▶ EXCERPT:
Americans tend to trust local news media more than national or regional outlets, and that trust has led many to reach out to local papers or stations in the pandemic for help with a wide range of requests that aren't in a journalist's job description, such as helping elderly viewers make vaccine appointments.
Ashley Alvarado of Southern California Public Radio says listeners have asked her team "about unemployment benefits, about whether or not they should cancel a family wedding or if it was illegal to hold a graveside service for a relative who died," David Bauder reports for The Associated Press. Alvarado said her team frequently gets calls that result in potential new stories, which she shares with reporters. However, Alvarado said she's trying to be protective of the mental health of colleagues who answer the phones and repeatedly hear traumatic stories.
Lisa Krieger of the Mercury News in San Jose "has spent nights and weekends answering messages. She speaks to church groups and her newspaper has set up online seminars," Bauder reports. "She realizes that her first responsibility is to report and write stories, but said management has supported her efforts to help readers."
To Krieger, it's an opportunity to show the paper is worthy of readers' trust. "This is payback time for us . . . These are readers who are very loyal and they need us. The least we can do is return their calls and emails," she told Bauder. "Over recent years we’ve been told that journalism is dying and is becoming obsolete . . . It’s gratifying to be a comfort to readers and provide them with information they literally can’t get anywhere else. It’s so rewarding and it’s why we’re in this business."

▶ SOURCE MATERIAL:
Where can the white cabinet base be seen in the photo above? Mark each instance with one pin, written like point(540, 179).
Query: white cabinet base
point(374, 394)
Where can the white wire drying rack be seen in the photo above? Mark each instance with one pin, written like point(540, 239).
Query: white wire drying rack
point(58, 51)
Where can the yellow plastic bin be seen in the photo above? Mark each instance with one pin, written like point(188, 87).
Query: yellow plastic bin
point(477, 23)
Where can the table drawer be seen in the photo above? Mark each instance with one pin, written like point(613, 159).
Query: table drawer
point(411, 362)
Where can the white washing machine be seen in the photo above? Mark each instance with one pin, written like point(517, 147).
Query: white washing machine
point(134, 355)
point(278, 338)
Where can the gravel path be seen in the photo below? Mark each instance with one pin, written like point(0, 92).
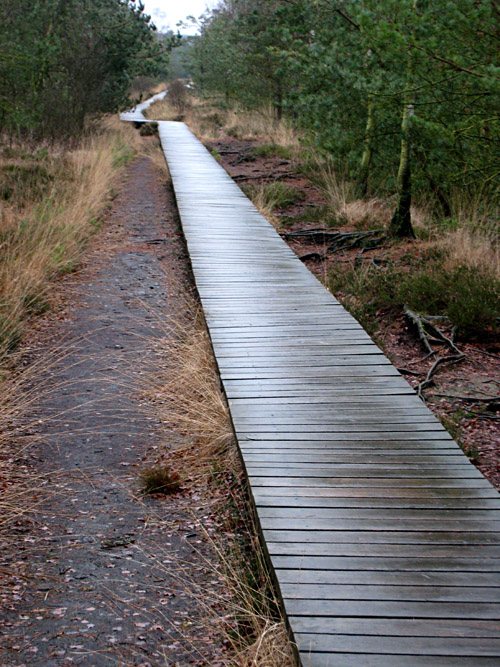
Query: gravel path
point(105, 562)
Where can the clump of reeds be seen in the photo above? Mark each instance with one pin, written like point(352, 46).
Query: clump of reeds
point(54, 199)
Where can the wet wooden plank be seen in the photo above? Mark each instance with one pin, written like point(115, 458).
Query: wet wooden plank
point(384, 539)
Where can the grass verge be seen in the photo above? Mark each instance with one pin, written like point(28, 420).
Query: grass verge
point(53, 200)
point(187, 395)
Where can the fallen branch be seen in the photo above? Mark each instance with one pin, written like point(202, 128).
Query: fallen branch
point(263, 177)
point(470, 399)
point(312, 255)
point(452, 359)
point(407, 371)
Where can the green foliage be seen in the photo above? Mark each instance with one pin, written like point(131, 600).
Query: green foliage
point(148, 129)
point(271, 150)
point(378, 84)
point(63, 60)
point(467, 295)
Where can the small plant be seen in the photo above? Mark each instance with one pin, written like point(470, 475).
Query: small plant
point(272, 150)
point(159, 480)
point(148, 129)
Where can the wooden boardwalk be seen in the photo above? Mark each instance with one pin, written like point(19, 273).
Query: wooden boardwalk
point(384, 539)
point(136, 114)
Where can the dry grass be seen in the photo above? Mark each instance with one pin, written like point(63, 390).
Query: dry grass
point(261, 125)
point(187, 395)
point(54, 201)
point(266, 200)
point(210, 121)
point(475, 249)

▶ QUESTIONS TO ANSWER:
[1] In the passage on local news outlets during the pandemic, write out the stretch from "Americans tend to" through "hear traumatic stories.", replacing "listeners" with "audience members".
[2] Decide whether each statement agrees with the passage on local news outlets during the pandemic. Answer yes or no, and quote the words from the passage that settle it.
(a) Ashley Alvarado works for Southern California Public Radio.
(b) Lisa Krieger's newspaper is based in Los Angeles.
(c) Krieger said her management has discouraged her efforts to help readers.
[3] Continue the passage on local news outlets during the pandemic, starting after its final sentence.

▶ RESULTS FOR THE EXERCISE:
[1]
Americans tend to trust local news media more than national or regional outlets, and that trust has led many to reach out to local papers or stations in the pandemic for help with a wide range of requests that aren't in a journalist's job description, such as helping elderly viewers make vaccine appointments.
Ashley Alvarado of Southern California Public Radio says audience members have asked her team "about unemployment benefits, about whether or not they should cancel a family wedding or if it was illegal to hold a graveside service for a relative who died," David Bauder reports for The Associated Press. Alvarado said her team frequently gets calls that result in potential new stories, which she shares with reporters. However, Alvarado said she's trying to be protective of the mental health of colleagues who answer the phones and repeatedly hear traumatic stories.

[2]
(a) Yes: "Ashley Alvarado of Southern California Public Radio"
(b) No: "Lisa Krieger of the Mercury News in San Jose"
(c) No: "management has supported her efforts to help readers."

[3]
"There’s nothing wrong with doing your best to help people with information, Kathleen Culver, director of the Center for Journalism Ethics at the University of Wisconsin, told Bauder, who writes: "But it’s wise to avoid situations where you learn someone’s medical records, or make a specific medical appointment or recommendation, she said."
Chauncey Glover of KTRK-TV in Houston has invested a lot of time in trying to convince the city's Black and Latino communities that the vaccines are safe, including through televised town hall meetings, Bauder reports.
C.C. Davidson-Hiers, a reporter for the Tallahassee Democrat in Florida, has helped many elderly readers readers navigate online vaccination sign-ups, but told Bauder she worries about the ethical implications of setting up the appointments for the readers (which she has done a few times), since journalists are trained to observe and not get involved in their stories.